[start of The records]
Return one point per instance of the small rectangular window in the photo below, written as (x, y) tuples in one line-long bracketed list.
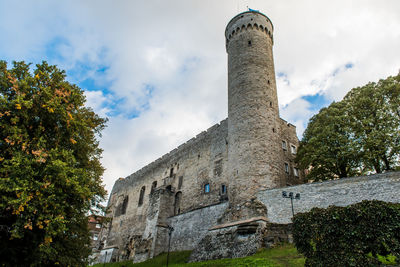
[(223, 189), (207, 188), (180, 182), (296, 172), (286, 167)]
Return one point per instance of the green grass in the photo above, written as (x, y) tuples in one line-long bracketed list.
[(284, 255)]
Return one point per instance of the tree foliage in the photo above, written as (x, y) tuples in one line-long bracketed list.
[(357, 235), (50, 171), (357, 135)]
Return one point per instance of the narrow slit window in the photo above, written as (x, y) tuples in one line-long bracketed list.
[(207, 188), (296, 172), (153, 187), (284, 145), (223, 189), (141, 196), (286, 168)]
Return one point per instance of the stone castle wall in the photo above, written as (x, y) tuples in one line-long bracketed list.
[(186, 169), (189, 187), (191, 227), (341, 192)]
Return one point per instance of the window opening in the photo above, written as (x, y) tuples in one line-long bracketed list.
[(296, 172), (124, 205), (286, 167), (177, 204), (284, 145), (293, 149), (207, 188), (180, 182), (223, 189), (141, 195), (153, 187)]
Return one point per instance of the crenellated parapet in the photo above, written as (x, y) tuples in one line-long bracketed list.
[(180, 151), (246, 21)]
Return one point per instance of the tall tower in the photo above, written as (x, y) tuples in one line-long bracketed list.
[(254, 155)]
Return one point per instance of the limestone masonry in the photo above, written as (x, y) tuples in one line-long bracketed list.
[(221, 190)]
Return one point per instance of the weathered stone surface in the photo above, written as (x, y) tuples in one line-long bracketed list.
[(191, 227), (342, 192), (233, 159)]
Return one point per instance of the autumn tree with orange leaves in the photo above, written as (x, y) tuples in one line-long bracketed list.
[(50, 171)]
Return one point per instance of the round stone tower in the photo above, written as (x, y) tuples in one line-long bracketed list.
[(254, 155)]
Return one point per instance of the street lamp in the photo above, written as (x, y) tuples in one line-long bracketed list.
[(291, 196), (170, 230)]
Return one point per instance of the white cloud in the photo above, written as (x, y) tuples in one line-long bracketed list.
[(178, 48)]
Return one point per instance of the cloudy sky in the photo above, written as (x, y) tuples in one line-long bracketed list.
[(158, 69)]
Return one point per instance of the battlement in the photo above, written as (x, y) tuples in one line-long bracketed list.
[(173, 154), (249, 20)]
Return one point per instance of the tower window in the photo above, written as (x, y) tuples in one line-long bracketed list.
[(177, 204), (180, 182), (286, 168), (141, 196), (153, 187), (284, 145), (223, 189), (124, 205), (207, 188)]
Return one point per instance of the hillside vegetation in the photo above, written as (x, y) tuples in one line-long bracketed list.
[(284, 255)]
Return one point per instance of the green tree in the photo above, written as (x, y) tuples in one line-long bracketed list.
[(361, 133), (362, 234), (374, 112), (327, 145), (50, 171)]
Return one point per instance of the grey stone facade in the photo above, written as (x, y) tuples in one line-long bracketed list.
[(341, 192), (211, 179), (221, 190)]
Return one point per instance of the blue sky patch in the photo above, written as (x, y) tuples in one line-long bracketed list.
[(316, 101)]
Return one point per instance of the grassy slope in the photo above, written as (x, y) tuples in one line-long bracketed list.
[(285, 255)]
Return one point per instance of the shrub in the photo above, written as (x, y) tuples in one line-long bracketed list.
[(356, 235)]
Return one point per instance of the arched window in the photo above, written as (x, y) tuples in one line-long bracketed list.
[(124, 205), (207, 188), (141, 195), (177, 204), (153, 187), (223, 189)]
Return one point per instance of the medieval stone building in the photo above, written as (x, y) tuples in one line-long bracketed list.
[(214, 189)]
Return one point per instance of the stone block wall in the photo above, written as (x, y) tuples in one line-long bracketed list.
[(191, 227), (341, 192)]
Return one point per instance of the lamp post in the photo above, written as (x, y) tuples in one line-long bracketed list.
[(291, 196), (170, 230)]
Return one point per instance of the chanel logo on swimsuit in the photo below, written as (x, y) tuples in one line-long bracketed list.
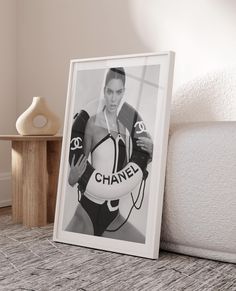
[(141, 126), (117, 177), (76, 143)]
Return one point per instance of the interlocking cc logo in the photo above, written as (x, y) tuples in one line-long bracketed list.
[(141, 126), (76, 143)]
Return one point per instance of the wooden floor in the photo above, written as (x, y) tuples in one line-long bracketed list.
[(5, 210)]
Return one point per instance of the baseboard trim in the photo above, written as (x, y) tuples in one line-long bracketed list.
[(5, 189)]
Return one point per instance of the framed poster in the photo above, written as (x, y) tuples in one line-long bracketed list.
[(112, 169)]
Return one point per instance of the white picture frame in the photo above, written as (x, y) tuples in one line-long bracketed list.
[(144, 102)]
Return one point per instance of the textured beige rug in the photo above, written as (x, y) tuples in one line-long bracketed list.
[(30, 260)]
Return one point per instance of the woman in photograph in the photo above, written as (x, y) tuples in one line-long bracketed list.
[(105, 141)]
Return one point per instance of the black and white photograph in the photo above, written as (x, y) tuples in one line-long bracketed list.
[(113, 155)]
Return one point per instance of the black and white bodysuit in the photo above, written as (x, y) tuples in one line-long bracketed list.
[(107, 156)]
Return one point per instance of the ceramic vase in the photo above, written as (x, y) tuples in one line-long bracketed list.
[(26, 124)]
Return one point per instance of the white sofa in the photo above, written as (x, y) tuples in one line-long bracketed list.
[(199, 215)]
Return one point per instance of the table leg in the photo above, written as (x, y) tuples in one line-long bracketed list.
[(35, 183), (17, 181), (53, 164)]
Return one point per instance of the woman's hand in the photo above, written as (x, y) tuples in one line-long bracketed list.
[(77, 170), (146, 144)]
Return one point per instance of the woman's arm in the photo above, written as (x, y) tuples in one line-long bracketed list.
[(77, 169)]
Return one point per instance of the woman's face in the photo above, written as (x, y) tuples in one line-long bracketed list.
[(113, 93)]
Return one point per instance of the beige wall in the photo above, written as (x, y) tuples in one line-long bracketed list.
[(51, 32), (7, 91)]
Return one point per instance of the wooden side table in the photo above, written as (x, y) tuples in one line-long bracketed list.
[(35, 169)]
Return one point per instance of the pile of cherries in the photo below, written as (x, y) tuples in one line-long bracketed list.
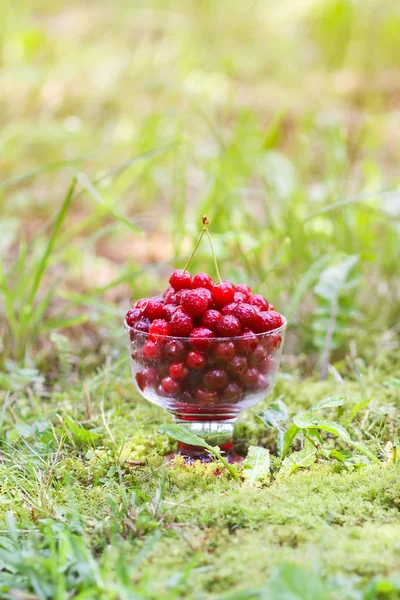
[(198, 344)]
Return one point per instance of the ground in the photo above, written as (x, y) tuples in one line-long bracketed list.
[(281, 124)]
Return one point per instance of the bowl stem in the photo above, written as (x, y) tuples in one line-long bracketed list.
[(215, 433)]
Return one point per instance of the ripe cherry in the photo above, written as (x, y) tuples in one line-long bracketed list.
[(180, 279), (154, 309), (243, 288), (246, 314), (201, 338), (258, 301), (151, 350), (181, 324), (159, 327), (132, 316), (223, 293), (174, 350), (178, 371), (206, 396), (267, 321), (228, 326), (170, 386), (223, 351), (238, 365), (195, 302), (210, 319), (215, 379), (232, 392), (202, 280), (196, 360)]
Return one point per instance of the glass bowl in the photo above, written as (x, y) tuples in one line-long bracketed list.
[(205, 383)]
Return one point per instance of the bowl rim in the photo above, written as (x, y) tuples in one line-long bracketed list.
[(264, 334)]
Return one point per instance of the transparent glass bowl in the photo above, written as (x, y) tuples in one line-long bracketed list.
[(212, 380)]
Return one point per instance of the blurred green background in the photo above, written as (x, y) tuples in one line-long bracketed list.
[(122, 123), (280, 121)]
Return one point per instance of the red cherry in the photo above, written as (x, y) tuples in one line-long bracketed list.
[(159, 327), (250, 378), (195, 303), (202, 280), (239, 297), (207, 295), (223, 351), (228, 308), (215, 379), (178, 371), (140, 380), (170, 386), (267, 321), (132, 316), (232, 393), (174, 350), (228, 326), (210, 319), (262, 383), (272, 342), (147, 378), (142, 325), (154, 309), (141, 303), (169, 295), (206, 396), (248, 341), (181, 324), (181, 295), (196, 360), (243, 288), (258, 301), (257, 356), (187, 397), (151, 351), (238, 365), (180, 279), (201, 338), (246, 314), (223, 293), (169, 310)]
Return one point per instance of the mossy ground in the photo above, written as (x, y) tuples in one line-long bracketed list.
[(181, 531), (279, 121)]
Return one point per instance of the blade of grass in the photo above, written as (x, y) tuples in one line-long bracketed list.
[(348, 201), (45, 258), (88, 186)]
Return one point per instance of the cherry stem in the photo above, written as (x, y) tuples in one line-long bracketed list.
[(185, 268), (205, 223), (214, 257)]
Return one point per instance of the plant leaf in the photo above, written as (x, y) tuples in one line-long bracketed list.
[(275, 414), (303, 458), (82, 437), (256, 464), (273, 417), (187, 437), (310, 421), (183, 435), (329, 402), (288, 439)]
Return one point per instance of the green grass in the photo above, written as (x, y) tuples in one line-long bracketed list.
[(121, 125)]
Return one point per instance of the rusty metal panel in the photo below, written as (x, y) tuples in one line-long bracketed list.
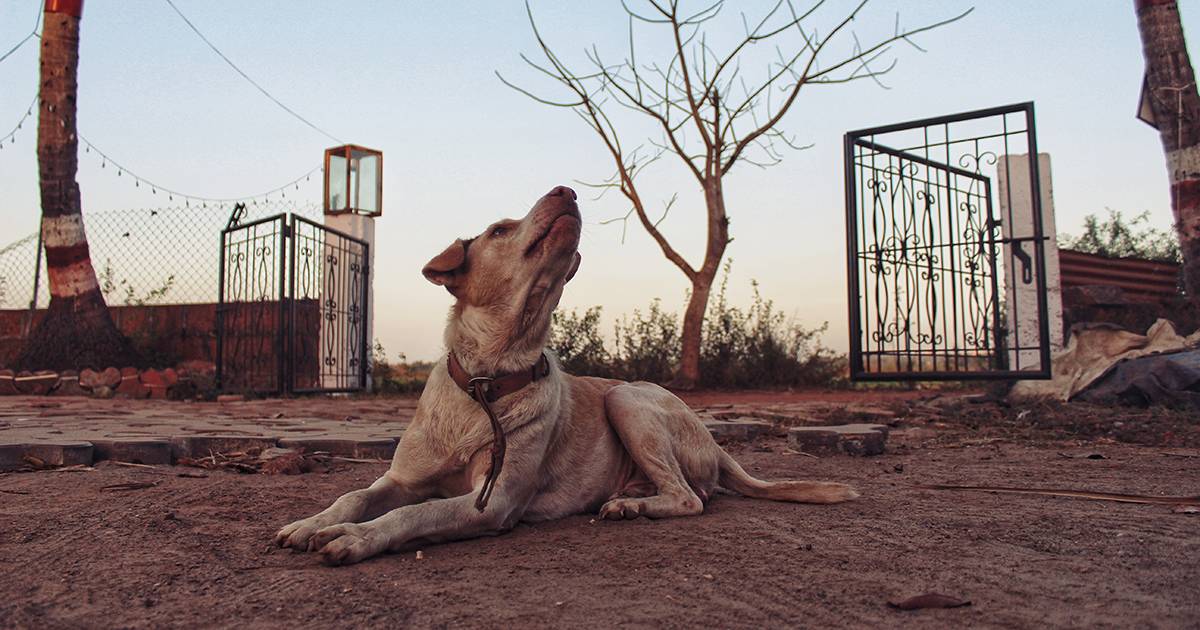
[(1139, 279)]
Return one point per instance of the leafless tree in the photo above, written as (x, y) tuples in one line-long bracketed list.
[(711, 112), (1175, 109), (77, 330)]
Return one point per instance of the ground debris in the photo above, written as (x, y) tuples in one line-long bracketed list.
[(929, 600), (273, 461)]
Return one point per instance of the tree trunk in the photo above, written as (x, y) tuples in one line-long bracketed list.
[(1175, 105), (77, 330), (688, 376)]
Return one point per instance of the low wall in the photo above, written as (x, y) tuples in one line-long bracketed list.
[(163, 334)]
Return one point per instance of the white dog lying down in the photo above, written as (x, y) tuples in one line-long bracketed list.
[(574, 444)]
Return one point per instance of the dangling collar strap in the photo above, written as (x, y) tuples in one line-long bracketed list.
[(486, 390)]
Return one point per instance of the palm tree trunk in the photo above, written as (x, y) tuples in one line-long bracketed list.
[(77, 330), (1175, 103)]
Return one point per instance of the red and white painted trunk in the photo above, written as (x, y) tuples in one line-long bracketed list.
[(1175, 106), (77, 330)]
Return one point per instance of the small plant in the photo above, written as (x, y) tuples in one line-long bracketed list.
[(1120, 238), (757, 347), (396, 378), (109, 286)]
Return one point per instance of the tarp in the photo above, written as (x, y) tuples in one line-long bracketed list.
[(1093, 351)]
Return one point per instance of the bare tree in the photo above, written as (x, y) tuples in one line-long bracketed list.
[(1175, 109), (77, 330), (709, 113)]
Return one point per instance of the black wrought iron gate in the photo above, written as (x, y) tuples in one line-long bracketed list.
[(292, 311), (943, 282)]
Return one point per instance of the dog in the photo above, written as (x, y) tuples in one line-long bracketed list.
[(568, 444)]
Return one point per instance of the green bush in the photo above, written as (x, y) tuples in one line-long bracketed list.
[(757, 347), (1120, 238)]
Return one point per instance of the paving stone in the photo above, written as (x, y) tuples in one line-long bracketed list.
[(52, 453), (741, 429), (850, 439), (204, 445), (7, 388), (365, 448), (153, 451)]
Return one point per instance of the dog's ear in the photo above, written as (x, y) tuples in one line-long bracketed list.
[(444, 268), (575, 267)]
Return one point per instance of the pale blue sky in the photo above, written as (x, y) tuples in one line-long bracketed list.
[(415, 79)]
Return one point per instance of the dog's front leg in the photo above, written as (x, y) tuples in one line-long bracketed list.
[(438, 521), (383, 495)]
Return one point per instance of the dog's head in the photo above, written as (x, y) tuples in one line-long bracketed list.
[(509, 279)]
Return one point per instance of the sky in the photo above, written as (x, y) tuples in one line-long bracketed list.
[(461, 150)]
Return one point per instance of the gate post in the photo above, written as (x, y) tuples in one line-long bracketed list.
[(361, 227), (1014, 180)]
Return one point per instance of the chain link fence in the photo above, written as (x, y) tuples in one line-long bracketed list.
[(142, 256)]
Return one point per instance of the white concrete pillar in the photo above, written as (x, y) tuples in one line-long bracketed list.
[(1017, 221), (360, 227)]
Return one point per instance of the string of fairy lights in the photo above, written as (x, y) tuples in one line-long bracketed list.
[(139, 181), (172, 195)]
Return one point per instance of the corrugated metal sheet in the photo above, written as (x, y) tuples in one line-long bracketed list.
[(1140, 279)]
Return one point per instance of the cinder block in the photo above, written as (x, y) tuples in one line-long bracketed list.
[(851, 439), (366, 448), (148, 451)]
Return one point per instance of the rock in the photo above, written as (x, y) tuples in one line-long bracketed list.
[(108, 378), (36, 384), (69, 385), (850, 439), (156, 383), (131, 385), (741, 429)]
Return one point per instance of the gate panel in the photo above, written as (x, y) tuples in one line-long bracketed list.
[(329, 309), (251, 307), (946, 264)]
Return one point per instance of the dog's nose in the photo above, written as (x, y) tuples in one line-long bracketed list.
[(562, 191)]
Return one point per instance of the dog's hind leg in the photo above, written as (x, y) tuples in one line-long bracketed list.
[(660, 433)]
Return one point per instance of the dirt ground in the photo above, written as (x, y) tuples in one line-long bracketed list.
[(108, 549)]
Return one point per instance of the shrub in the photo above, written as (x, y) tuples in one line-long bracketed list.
[(1120, 238), (759, 347)]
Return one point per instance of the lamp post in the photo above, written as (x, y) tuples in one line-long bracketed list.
[(353, 198)]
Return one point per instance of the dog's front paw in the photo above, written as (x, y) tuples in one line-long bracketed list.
[(346, 544), (299, 534), (621, 509)]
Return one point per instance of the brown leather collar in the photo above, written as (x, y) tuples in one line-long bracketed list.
[(496, 388), (486, 390)]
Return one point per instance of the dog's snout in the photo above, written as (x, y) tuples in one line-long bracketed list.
[(563, 191)]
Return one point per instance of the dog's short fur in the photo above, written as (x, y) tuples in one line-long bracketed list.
[(575, 444)]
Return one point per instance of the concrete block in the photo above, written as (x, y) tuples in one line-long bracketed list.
[(52, 454), (365, 448), (148, 451), (741, 429), (850, 439)]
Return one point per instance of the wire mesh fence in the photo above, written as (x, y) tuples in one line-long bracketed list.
[(142, 256)]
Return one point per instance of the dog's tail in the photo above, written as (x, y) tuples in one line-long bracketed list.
[(736, 479)]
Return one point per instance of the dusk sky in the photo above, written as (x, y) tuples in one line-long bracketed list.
[(417, 81)]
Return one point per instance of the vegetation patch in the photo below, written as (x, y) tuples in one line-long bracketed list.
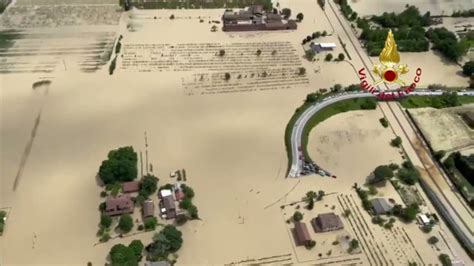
[(460, 170), (188, 4), (448, 99)]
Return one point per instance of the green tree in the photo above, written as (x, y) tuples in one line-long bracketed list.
[(105, 221), (347, 213), (286, 12), (439, 155), (396, 142), (188, 191), (372, 190), (311, 204), (297, 216), (301, 71), (122, 255), (309, 54), (137, 247), (382, 173), (168, 240), (150, 223), (125, 223), (193, 212), (105, 237), (409, 213), (468, 68), (354, 244), (121, 166), (328, 57), (433, 240), (300, 17)]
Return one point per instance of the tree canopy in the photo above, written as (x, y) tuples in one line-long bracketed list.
[(125, 223), (137, 247), (468, 68), (121, 166), (168, 240), (382, 172)]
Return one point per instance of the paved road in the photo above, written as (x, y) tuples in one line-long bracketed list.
[(297, 131)]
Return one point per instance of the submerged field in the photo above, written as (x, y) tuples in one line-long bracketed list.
[(231, 144)]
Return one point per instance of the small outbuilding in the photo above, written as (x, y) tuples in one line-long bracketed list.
[(130, 187), (148, 209), (118, 205), (168, 207), (327, 222), (380, 206), (302, 234)]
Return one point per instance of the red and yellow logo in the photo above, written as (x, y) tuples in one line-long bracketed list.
[(389, 71)]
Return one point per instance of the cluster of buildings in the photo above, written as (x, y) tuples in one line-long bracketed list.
[(123, 203), (255, 19), (322, 47), (325, 222)]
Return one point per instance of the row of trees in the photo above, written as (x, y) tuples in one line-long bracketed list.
[(409, 39), (168, 240), (410, 17), (267, 4), (121, 166), (126, 255)]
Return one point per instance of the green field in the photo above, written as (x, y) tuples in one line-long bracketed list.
[(427, 101), (173, 4)]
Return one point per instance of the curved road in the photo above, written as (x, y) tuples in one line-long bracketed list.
[(297, 131)]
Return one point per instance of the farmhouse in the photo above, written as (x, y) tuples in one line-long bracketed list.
[(118, 205), (148, 209), (130, 187), (255, 19), (380, 206), (168, 207), (327, 222), (301, 234), (468, 117)]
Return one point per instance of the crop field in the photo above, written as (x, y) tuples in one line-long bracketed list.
[(277, 67), (444, 128), (26, 52), (60, 13)]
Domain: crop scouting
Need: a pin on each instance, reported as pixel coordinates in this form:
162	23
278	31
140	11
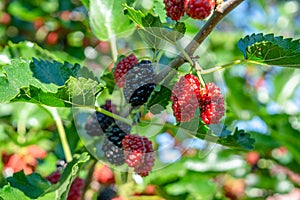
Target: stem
61	132
112	115
118	177
198	70
186	56
89	176
114	49
216	68
220	12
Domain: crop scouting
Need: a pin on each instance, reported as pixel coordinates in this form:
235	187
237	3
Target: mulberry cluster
196	9
187	96
174	8
140	82
139	153
212	104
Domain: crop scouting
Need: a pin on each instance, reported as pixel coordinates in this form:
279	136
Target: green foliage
238	138
271	50
106	23
9	192
32	185
159	99
61	189
53	72
48	83
154	31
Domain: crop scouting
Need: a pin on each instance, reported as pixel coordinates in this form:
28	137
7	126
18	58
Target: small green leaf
86	3
135	15
32	185
61	189
53	72
8	192
18	75
107	19
153	31
159	99
82	91
238	139
271	50
21	11
159	9
27	50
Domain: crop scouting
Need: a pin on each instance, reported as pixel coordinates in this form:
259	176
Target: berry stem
219	67
112	115
198	70
89	176
186	56
61	132
220	12
113	46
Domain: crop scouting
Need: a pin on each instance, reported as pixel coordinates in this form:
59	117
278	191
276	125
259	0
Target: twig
61	132
220	12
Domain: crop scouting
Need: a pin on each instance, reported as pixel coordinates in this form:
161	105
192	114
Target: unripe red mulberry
185	95
174	8
139	153
212	104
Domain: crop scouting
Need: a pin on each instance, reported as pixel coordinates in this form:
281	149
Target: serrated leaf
9	192
271	50
238	138
86	3
135	15
61	189
27	50
76	92
32	185
153	31
53	72
82	91
47	83
18	75
109	80
107	19
159	99
159	10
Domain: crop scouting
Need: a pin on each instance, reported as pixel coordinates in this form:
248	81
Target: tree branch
220	12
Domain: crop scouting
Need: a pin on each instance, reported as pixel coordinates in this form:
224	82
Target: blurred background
265	101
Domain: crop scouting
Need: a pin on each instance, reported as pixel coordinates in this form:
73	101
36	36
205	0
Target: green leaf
107	19
271	50
32	185
27	50
61	189
18	75
53	72
159	9
86	3
82	91
159	99
48	83
8	192
153	31
75	92
24	12
135	15
238	139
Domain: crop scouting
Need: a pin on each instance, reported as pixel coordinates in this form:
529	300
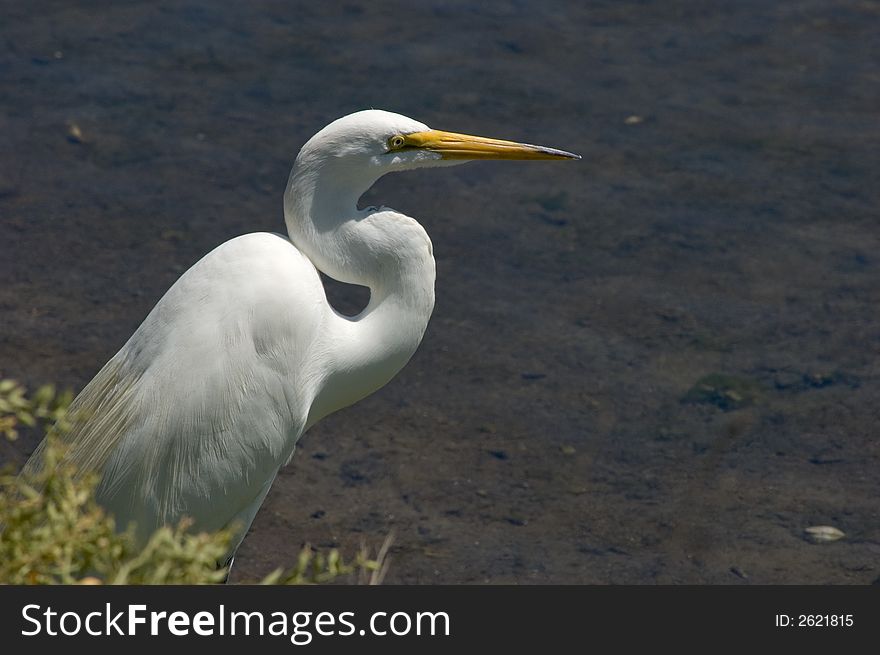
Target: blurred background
655	365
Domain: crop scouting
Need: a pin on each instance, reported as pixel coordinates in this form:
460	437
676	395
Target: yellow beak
464	146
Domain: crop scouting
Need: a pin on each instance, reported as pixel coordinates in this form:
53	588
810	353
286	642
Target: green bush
52	531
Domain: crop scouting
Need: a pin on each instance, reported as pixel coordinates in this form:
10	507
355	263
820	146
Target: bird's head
384	142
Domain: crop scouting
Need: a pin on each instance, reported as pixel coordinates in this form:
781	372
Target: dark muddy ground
557	424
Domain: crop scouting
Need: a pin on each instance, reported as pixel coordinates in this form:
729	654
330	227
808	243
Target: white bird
197	412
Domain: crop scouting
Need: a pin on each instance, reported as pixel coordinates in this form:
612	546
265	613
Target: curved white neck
383	250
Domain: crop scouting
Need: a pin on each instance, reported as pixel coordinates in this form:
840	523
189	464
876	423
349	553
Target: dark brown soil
656	365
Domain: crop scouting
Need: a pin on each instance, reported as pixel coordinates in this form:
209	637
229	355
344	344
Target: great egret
197	412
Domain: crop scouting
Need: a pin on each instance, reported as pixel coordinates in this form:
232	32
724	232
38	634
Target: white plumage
206	401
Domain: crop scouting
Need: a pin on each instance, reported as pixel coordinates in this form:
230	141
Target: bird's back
198	410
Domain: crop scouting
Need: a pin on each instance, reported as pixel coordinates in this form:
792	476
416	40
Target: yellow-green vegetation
728	392
52	531
45	406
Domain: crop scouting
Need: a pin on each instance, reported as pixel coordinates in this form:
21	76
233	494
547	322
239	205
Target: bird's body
206	401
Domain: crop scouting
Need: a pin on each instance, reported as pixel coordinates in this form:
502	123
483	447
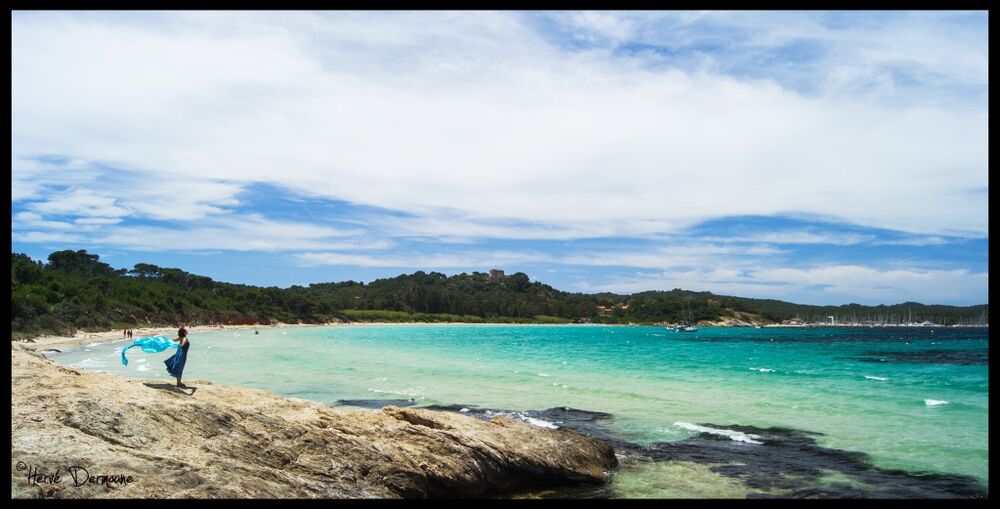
[end of The records]
Task directions> Reproduce the rows above from the line with "Return one point per instance of the dangling" up to and including the line with "[(486, 390)]".

Solution below>
Return one point per instance of the dangling collar strap in the photo above, written as (x, y) tuples in one line-long bracketed list.
[(486, 390)]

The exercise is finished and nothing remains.